Task instructions:
Find every line in the rows below that contains the word "green", and copy each of those lines.
* start Material *
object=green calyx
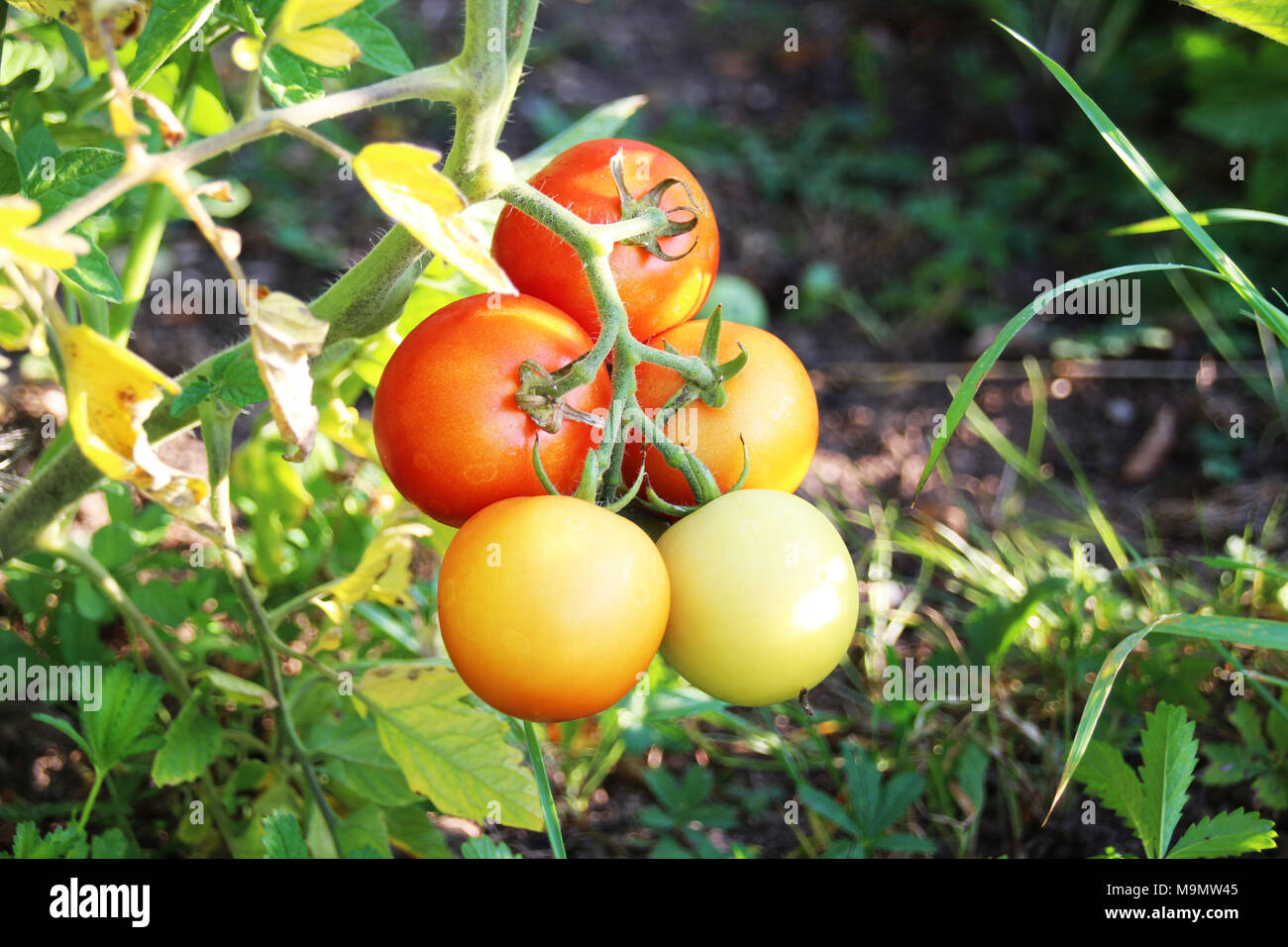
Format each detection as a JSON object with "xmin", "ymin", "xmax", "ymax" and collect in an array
[{"xmin": 608, "ymin": 151, "xmax": 698, "ymax": 261}]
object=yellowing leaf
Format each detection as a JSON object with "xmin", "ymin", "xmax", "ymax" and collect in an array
[
  {"xmin": 273, "ymin": 0, "xmax": 362, "ymax": 35},
  {"xmin": 58, "ymin": 325, "xmax": 210, "ymax": 522},
  {"xmin": 232, "ymin": 36, "xmax": 265, "ymax": 72},
  {"xmin": 249, "ymin": 292, "xmax": 330, "ymax": 462},
  {"xmin": 0, "ymin": 194, "xmax": 89, "ymax": 269},
  {"xmin": 317, "ymin": 523, "xmax": 433, "ymax": 622},
  {"xmin": 278, "ymin": 26, "xmax": 362, "ymax": 69},
  {"xmin": 353, "ymin": 142, "xmax": 518, "ymax": 292},
  {"xmin": 355, "ymin": 665, "xmax": 542, "ymax": 830}
]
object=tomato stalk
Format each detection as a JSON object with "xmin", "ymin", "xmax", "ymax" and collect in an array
[
  {"xmin": 523, "ymin": 720, "xmax": 568, "ymax": 858},
  {"xmin": 499, "ymin": 176, "xmax": 747, "ymax": 504},
  {"xmin": 200, "ymin": 401, "xmax": 340, "ymax": 854}
]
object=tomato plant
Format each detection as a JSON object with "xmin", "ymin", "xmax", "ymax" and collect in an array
[
  {"xmin": 492, "ymin": 138, "xmax": 720, "ymax": 339},
  {"xmin": 625, "ymin": 321, "xmax": 818, "ymax": 504},
  {"xmin": 657, "ymin": 489, "xmax": 859, "ymax": 706},
  {"xmin": 438, "ymin": 496, "xmax": 670, "ymax": 721},
  {"xmin": 373, "ymin": 292, "xmax": 609, "ymax": 526}
]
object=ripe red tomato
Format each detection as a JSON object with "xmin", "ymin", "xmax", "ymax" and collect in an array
[
  {"xmin": 373, "ymin": 292, "xmax": 612, "ymax": 526},
  {"xmin": 438, "ymin": 496, "xmax": 671, "ymax": 723},
  {"xmin": 622, "ymin": 320, "xmax": 818, "ymax": 504},
  {"xmin": 492, "ymin": 138, "xmax": 720, "ymax": 339}
]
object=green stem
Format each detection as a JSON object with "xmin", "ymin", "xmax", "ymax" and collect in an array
[
  {"xmin": 523, "ymin": 720, "xmax": 568, "ymax": 858},
  {"xmin": 43, "ymin": 60, "xmax": 464, "ymax": 232},
  {"xmin": 268, "ymin": 579, "xmax": 344, "ymax": 629},
  {"xmin": 200, "ymin": 401, "xmax": 340, "ymax": 854},
  {"xmin": 76, "ymin": 770, "xmax": 107, "ymax": 831},
  {"xmin": 107, "ymin": 184, "xmax": 171, "ymax": 344}
]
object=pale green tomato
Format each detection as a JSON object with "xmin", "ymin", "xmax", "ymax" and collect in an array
[{"xmin": 657, "ymin": 489, "xmax": 859, "ymax": 707}]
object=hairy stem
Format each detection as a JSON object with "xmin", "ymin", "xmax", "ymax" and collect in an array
[{"xmin": 201, "ymin": 401, "xmax": 340, "ymax": 853}]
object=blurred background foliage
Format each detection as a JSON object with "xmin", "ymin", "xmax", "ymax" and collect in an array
[{"xmin": 0, "ymin": 0, "xmax": 1288, "ymax": 857}]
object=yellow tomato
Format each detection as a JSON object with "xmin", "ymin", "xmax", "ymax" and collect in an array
[
  {"xmin": 657, "ymin": 489, "xmax": 859, "ymax": 706},
  {"xmin": 438, "ymin": 496, "xmax": 671, "ymax": 721}
]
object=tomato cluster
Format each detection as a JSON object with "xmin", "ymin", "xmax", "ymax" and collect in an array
[{"xmin": 374, "ymin": 139, "xmax": 858, "ymax": 721}]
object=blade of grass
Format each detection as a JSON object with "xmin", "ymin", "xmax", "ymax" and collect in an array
[
  {"xmin": 993, "ymin": 20, "xmax": 1288, "ymax": 343},
  {"xmin": 1109, "ymin": 207, "xmax": 1288, "ymax": 237},
  {"xmin": 1042, "ymin": 614, "xmax": 1288, "ymax": 824},
  {"xmin": 912, "ymin": 262, "xmax": 1221, "ymax": 506}
]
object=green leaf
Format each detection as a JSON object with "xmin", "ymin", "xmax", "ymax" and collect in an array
[
  {"xmin": 872, "ymin": 832, "xmax": 937, "ymax": 854},
  {"xmin": 841, "ymin": 740, "xmax": 883, "ymax": 841},
  {"xmin": 193, "ymin": 668, "xmax": 277, "ymax": 710},
  {"xmin": 1266, "ymin": 707, "xmax": 1288, "ymax": 759},
  {"xmin": 1156, "ymin": 614, "xmax": 1288, "ymax": 651},
  {"xmin": 0, "ymin": 36, "xmax": 58, "ymax": 95},
  {"xmin": 1042, "ymin": 618, "xmax": 1163, "ymax": 824},
  {"xmin": 58, "ymin": 22, "xmax": 89, "ymax": 76},
  {"xmin": 0, "ymin": 151, "xmax": 22, "ymax": 194},
  {"xmin": 31, "ymin": 714, "xmax": 90, "ymax": 756},
  {"xmin": 461, "ymin": 835, "xmax": 523, "ymax": 858},
  {"xmin": 1167, "ymin": 808, "xmax": 1276, "ymax": 858},
  {"xmin": 913, "ymin": 263, "xmax": 1224, "ymax": 502},
  {"xmin": 1077, "ymin": 740, "xmax": 1156, "ymax": 858},
  {"xmin": 130, "ymin": 579, "xmax": 188, "ymax": 627},
  {"xmin": 63, "ymin": 227, "xmax": 123, "ymax": 303},
  {"xmin": 81, "ymin": 665, "xmax": 164, "ymax": 771},
  {"xmin": 318, "ymin": 725, "xmax": 420, "ymax": 808},
  {"xmin": 125, "ymin": 0, "xmax": 218, "ymax": 89},
  {"xmin": 15, "ymin": 124, "xmax": 58, "ymax": 190},
  {"xmin": 152, "ymin": 689, "xmax": 220, "ymax": 786},
  {"xmin": 1180, "ymin": 0, "xmax": 1288, "ymax": 44},
  {"xmin": 956, "ymin": 742, "xmax": 988, "ymax": 817},
  {"xmin": 962, "ymin": 576, "xmax": 1069, "ymax": 670},
  {"xmin": 13, "ymin": 822, "xmax": 89, "ymax": 858},
  {"xmin": 1231, "ymin": 699, "xmax": 1270, "ymax": 756},
  {"xmin": 356, "ymin": 665, "xmax": 542, "ymax": 830},
  {"xmin": 1199, "ymin": 743, "xmax": 1256, "ymax": 786},
  {"xmin": 262, "ymin": 809, "xmax": 309, "ymax": 858},
  {"xmin": 1043, "ymin": 614, "xmax": 1288, "ymax": 821},
  {"xmin": 27, "ymin": 148, "xmax": 125, "ymax": 217},
  {"xmin": 89, "ymin": 523, "xmax": 139, "ymax": 570},
  {"xmin": 215, "ymin": 357, "xmax": 268, "ymax": 407},
  {"xmin": 1140, "ymin": 703, "xmax": 1199, "ymax": 858},
  {"xmin": 868, "ymin": 773, "xmax": 926, "ymax": 844},
  {"xmin": 385, "ymin": 804, "xmax": 454, "ymax": 858},
  {"xmin": 330, "ymin": 7, "xmax": 413, "ymax": 76},
  {"xmin": 1252, "ymin": 770, "xmax": 1288, "ymax": 811},
  {"xmin": 89, "ymin": 828, "xmax": 129, "ymax": 860},
  {"xmin": 338, "ymin": 805, "xmax": 393, "ymax": 858},
  {"xmin": 796, "ymin": 786, "xmax": 859, "ymax": 839},
  {"xmin": 170, "ymin": 377, "xmax": 215, "ymax": 417},
  {"xmin": 261, "ymin": 47, "xmax": 330, "ymax": 106}
]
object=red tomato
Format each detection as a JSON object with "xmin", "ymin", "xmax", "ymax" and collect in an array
[
  {"xmin": 492, "ymin": 138, "xmax": 720, "ymax": 339},
  {"xmin": 373, "ymin": 292, "xmax": 612, "ymax": 526},
  {"xmin": 622, "ymin": 320, "xmax": 818, "ymax": 504}
]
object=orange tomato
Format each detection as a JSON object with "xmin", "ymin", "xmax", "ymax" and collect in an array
[
  {"xmin": 373, "ymin": 294, "xmax": 612, "ymax": 526},
  {"xmin": 438, "ymin": 496, "xmax": 671, "ymax": 723},
  {"xmin": 622, "ymin": 320, "xmax": 818, "ymax": 504}
]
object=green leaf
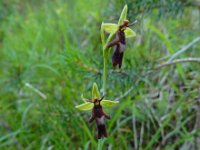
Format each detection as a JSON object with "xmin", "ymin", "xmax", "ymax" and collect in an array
[
  {"xmin": 102, "ymin": 23, "xmax": 119, "ymax": 34},
  {"xmin": 76, "ymin": 102, "xmax": 94, "ymax": 110},
  {"xmin": 124, "ymin": 28, "xmax": 136, "ymax": 38},
  {"xmin": 92, "ymin": 83, "xmax": 100, "ymax": 99},
  {"xmin": 101, "ymin": 100, "xmax": 119, "ymax": 107},
  {"xmin": 118, "ymin": 5, "xmax": 128, "ymax": 25}
]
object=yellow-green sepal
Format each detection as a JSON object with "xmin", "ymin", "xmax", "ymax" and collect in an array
[
  {"xmin": 75, "ymin": 102, "xmax": 94, "ymax": 111},
  {"xmin": 124, "ymin": 27, "xmax": 136, "ymax": 38},
  {"xmin": 102, "ymin": 23, "xmax": 119, "ymax": 34},
  {"xmin": 92, "ymin": 82, "xmax": 100, "ymax": 100},
  {"xmin": 118, "ymin": 5, "xmax": 128, "ymax": 25},
  {"xmin": 101, "ymin": 100, "xmax": 119, "ymax": 107}
]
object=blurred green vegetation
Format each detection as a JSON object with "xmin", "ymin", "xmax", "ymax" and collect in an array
[{"xmin": 0, "ymin": 0, "xmax": 200, "ymax": 149}]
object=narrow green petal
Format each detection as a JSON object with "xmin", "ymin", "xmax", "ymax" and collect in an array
[
  {"xmin": 101, "ymin": 100, "xmax": 119, "ymax": 107},
  {"xmin": 118, "ymin": 5, "xmax": 128, "ymax": 25},
  {"xmin": 75, "ymin": 102, "xmax": 94, "ymax": 110},
  {"xmin": 92, "ymin": 83, "xmax": 100, "ymax": 99},
  {"xmin": 124, "ymin": 28, "xmax": 136, "ymax": 38},
  {"xmin": 102, "ymin": 23, "xmax": 119, "ymax": 34}
]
* end Material *
Expected answer:
object=green calyx
object=green stem
object=pale green tomato
object=green leaf
object=green leaf
object=yellow-green sepal
object=blurred green vegetation
object=narrow green petal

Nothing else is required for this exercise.